Data for processing:
--- START ---

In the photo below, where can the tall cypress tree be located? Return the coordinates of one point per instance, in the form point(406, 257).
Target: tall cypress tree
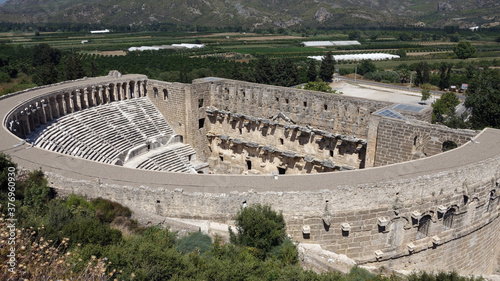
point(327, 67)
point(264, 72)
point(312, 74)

--- END ---
--- START ---

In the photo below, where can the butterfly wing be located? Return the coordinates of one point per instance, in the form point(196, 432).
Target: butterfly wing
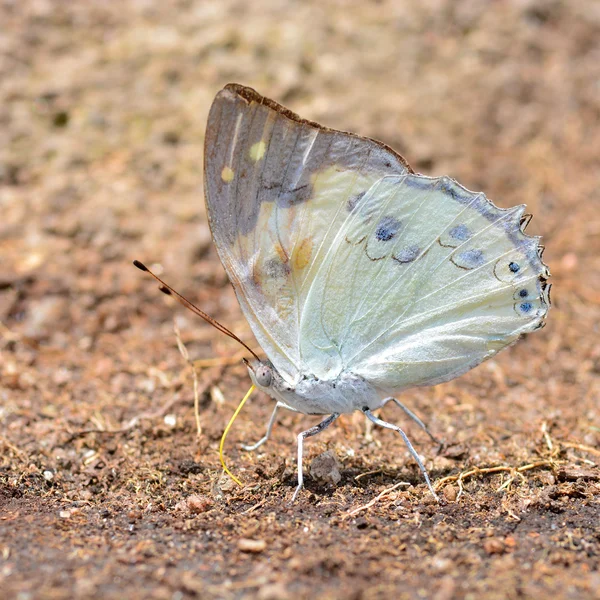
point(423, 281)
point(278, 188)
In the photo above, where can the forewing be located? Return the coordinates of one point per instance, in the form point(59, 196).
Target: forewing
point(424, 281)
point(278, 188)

--- END ---
--- START ---

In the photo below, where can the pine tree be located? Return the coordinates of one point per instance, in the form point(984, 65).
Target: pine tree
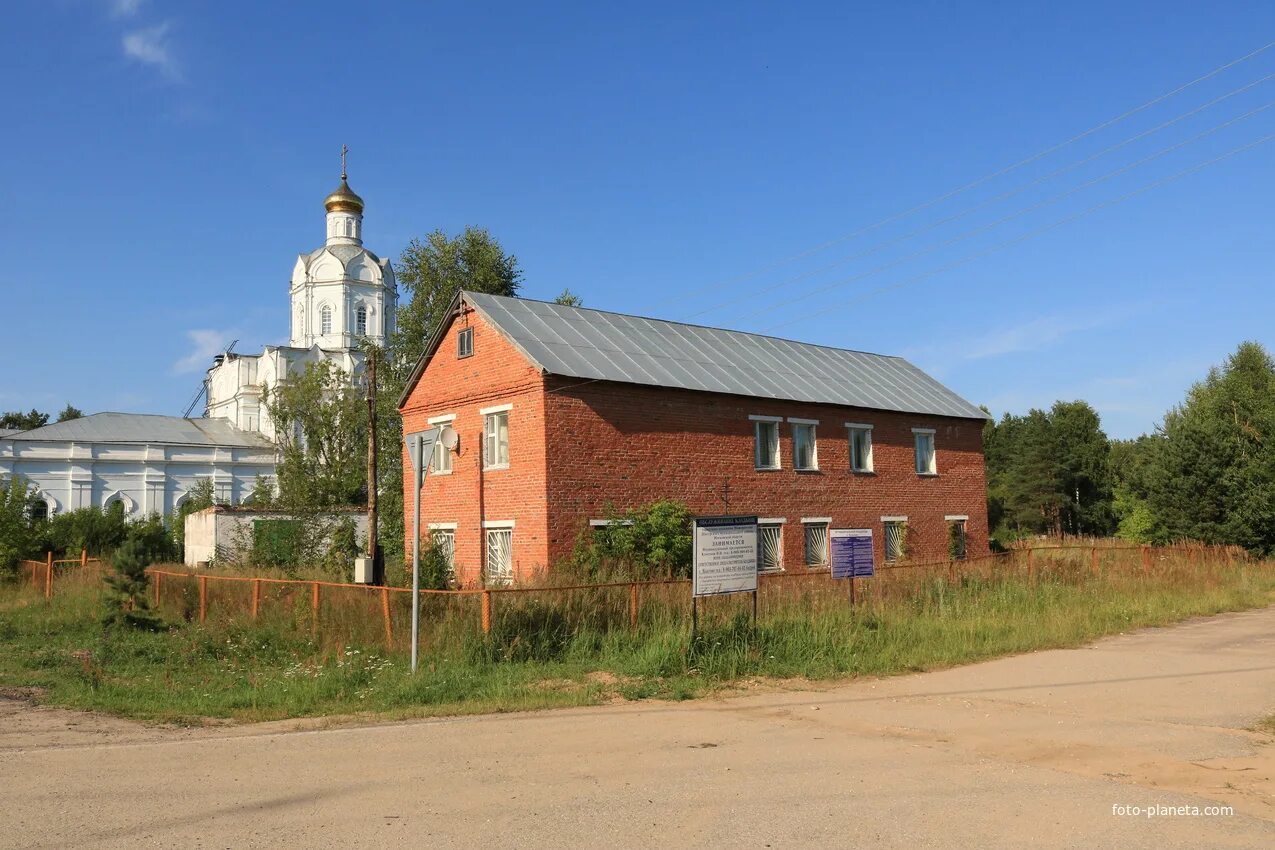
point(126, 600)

--- END ---

Your task: Find the lines in the records that contain the word "coordinates", then copy every one of them.

Exercise answer:
In the photo below, where can the tall cypress tree be located? Return the coordinates of one point per instance, in the form point(406, 257).
In the photo below, where can the butterfly wing be located? Return the coordinates of one point per instance, in the form point(196, 432).
In the photo above, where can the forewing be located? Return the coordinates of one point per instance, in the form point(59, 196).
In the photo below, where can the pine tree be located? Return the coordinates of one point per instance, in the form point(984, 65).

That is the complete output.